## [EXCERPTED TEXT]
= = = =

Interview question.

I recently came across this question.
You are given 4 integers n,a,b,c. You have to find out how many integers between [1,n] are divisible by a,b,c.
I tried using the formula of n(a U b U c) but got a wrong answer. Can someone help me with this one? (Unfortunately I do not have a link for the question as this was an interview question)
Thank you.

we know that n(a U b U c)=n(a)+n(b)+n©-n(a ∩ b)-n(a ∩ c)-n(b ∩ c)+n(a ∩ b ∩ c)

so final answer will be (n/a)+(n/b)+(n/c)-(n/(LCM(a,b))-(n/(LCM(a,c))-(n/(LCM(b,c))+(n/(LCM(a,b,c)).


Hey thanks for the answer. I actually used this.
Can you please explain why that LCM in the denominator?

because LCM is the smallest number that is divisible by all those numbers.

@chari407 although utkarsh has explained it. Consider 4 and 6. So you have to eliminate the numbers which can be divided by both 4 and 6 if you multiply them you will escape 12 and start from 24 so you have not removed 12 which was supposed to be because it was divisible by 4 and 6 both.


Can you give a more detailed explanation? I actually dont even know why did the union formula is used ehre, meaning i have literally no idea at this moment. I wll appreciate some explanation ^^

@vijju123 union formula is used because we want to find the numbers divisible by a or b or c and hence the formula used. I have explained it with an example too why it has to be LCM. In case of any doubt feel free to ask:)

You can search for Inclusion-Exclusion Principle to know more about the way of solving this problem.

Oh i get it now! I misunderstood it as "How many numbers in [1,n] are divisible by a AND b AND c (simultaneously). " and so i thought it should just be N/LCM(a,b,c) and where did union come from XD.

1 Like

Q:why LCM is denominator?
ans:we have to find the multiples of both a,b.LCM means “Least Common Multiple” so LCM(a,b) is the smallest number that is multiple of both a,b.
Now multiples of both a,b=multiples of LCM(a,b).

try to understand,i am not good at explanation.

Thank you bro.Got it.

Thanks a lot guys.

= = = =

## [WRITTEN PROBLEM A]
Rewrite the paragraph in the forum thread that begins "@chari407 although utkarsh has explained it" in a shorter form, keeping its main facts.
## [WRITTEN PROBLEM B]
Please quote the forum thread word for word, starting with "so final answer" and going on through "in the denominator?".

## [DATA SHOWN]
= = = =

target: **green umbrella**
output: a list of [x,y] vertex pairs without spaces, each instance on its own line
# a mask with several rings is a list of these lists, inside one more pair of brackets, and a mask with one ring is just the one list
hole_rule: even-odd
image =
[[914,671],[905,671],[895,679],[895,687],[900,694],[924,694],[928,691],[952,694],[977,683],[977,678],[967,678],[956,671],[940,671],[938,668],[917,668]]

= = = =

## [WRITTEN SOLUTION A]
Utkarsh already explained it, but take 4 and 6: numbers divisible by both must be eliminated. Multiplying 4 by 6 skips 12 and starts from 24, so 12 is never removed even though it is divisible by both 4 and 6.

## [WRITTEN SOLUTION B]
so final answer will be (n/a)+(n/b)+(n/c)-(n/(LCM(a,b))-(n/(LCM(a,c))-(n/(LCM(b,c))+(n/(LCM(a,b,c)).


Hey thanks for the answer. I actually used this.
Can you please explain why that LCM in the denominator?